EXERCISES:
a – Summarize the passage on Semenya and the proposed testosterone regulation in two sentences.
b – According to the passage on Semenya and the proposed testosterone regulation, on what date will the case over the regulation be decided?

DOCUMENT PASSAGE:
---------------
Semenya, who was 18 at the time, passed this test though she was dubbed hyperandrogenous ever since, meaning she has elevated testosterone levels.

Now, according to CNN, a decade since her international win, Semenya is fighting to overturn a proposed regulation which would restrict the levels of testosterone in female athletes.

The regulation would require that athletes who are categorized as having a Difference of Sexual Development (DSD) will have to reduce blood testosterone levels for a continuous period of six months and maintain those reduced levels for the rest of their athletic career.

Female athletes who don’t agree to decrease their testosterone levels but still want to compete in international events will be forced to compete against men.

The case to determine if the regulation will be implemented or not will be decided on March 29.

The IAFF said that was attempting to ensure that “athletes who identify as female but have testes, and testosterone levels in the male range, at least drop their testosterone levels into the female range in order to compete at the elite level in the female classification. This standard is necessary to ensure fair competition for all women. Indeed, without it, we risk losing the next generation of female athletes, since they will see no path to success in our sport.”

The people of South Africa are concerned that Semenya is treated fairly. Semenya’s lawyers and Athletics South Africa (ASA) said the country has a “constitutional obligation to contest any infringements of human rights, as shaped by our experiences under apartheid.”

According to Herald Live, in response to the proposed regulation, Semenya said that it does not “empower anyone.” A statement from her legal team continued “[Semenya] and other women affected by the regulations should be permitted to compete in the female category without discrimination” and that they should be “celebrated for their natural talents as are all other athletes with genetic variations”.

Tokozile Xasa, minister of sport and recreation, said that enforcing this type of restriction would be a violation of human rights.

“Women’s bodies, their well being, their ability to earn a livelihood, their very identity, their privacy and sense of safety and belonging in the world, are being questioned. This is a gross violation of internationally accepted standards of human rights law.”

I would argue that Semenya’s rights have already been violated. After Semenya’s gold medal win, she was unable to compete for much of 2009-2010 because she underwent gender verification tests. The results of the tests were never released but she was eventually cleared to compete again.
---------------
(Saved entries)

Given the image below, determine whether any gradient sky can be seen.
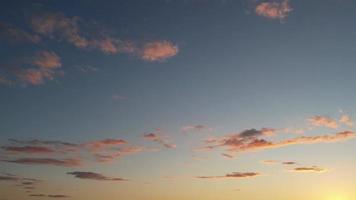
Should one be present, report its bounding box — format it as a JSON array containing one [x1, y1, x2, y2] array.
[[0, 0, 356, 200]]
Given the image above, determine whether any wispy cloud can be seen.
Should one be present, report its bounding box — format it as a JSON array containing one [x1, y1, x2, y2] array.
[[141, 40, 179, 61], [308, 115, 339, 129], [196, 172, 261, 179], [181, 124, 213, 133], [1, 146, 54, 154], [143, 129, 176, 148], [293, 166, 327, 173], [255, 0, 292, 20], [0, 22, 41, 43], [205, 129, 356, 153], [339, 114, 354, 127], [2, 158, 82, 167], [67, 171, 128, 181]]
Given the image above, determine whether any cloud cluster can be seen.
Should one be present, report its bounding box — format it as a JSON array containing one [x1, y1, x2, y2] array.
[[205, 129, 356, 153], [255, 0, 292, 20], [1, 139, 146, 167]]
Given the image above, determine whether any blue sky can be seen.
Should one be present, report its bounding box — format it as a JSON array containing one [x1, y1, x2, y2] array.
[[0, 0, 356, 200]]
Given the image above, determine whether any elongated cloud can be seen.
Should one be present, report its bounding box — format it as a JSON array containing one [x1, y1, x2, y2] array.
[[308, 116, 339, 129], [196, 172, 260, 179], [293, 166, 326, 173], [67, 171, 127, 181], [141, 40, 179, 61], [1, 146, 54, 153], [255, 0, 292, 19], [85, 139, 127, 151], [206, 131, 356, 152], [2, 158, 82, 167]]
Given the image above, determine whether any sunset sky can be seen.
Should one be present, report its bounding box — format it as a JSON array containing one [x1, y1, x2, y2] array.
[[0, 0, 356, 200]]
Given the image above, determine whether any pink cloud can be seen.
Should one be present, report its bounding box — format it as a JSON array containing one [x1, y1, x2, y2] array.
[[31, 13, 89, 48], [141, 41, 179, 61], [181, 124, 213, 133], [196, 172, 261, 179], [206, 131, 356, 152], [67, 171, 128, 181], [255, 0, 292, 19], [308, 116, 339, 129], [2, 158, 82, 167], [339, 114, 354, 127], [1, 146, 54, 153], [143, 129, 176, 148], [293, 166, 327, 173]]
---------------
ANSWERS BY ITEM NUMBER:
a – Semenya, who has elevated testosterone levels, is fighting to overturn a proposed regulation that would require athletes with a Difference of Sexual Development to reduce their blood testosterone levels for six months and keep them reduced for the rest of their careers, or else compete against men. Semenya, her legal team, and South Africa's minister of sport and recreation object to the rule as discriminatory or a violation of human rights, while a quoted statement defends it as necessary to ensure fair competition for all women.

b – March 29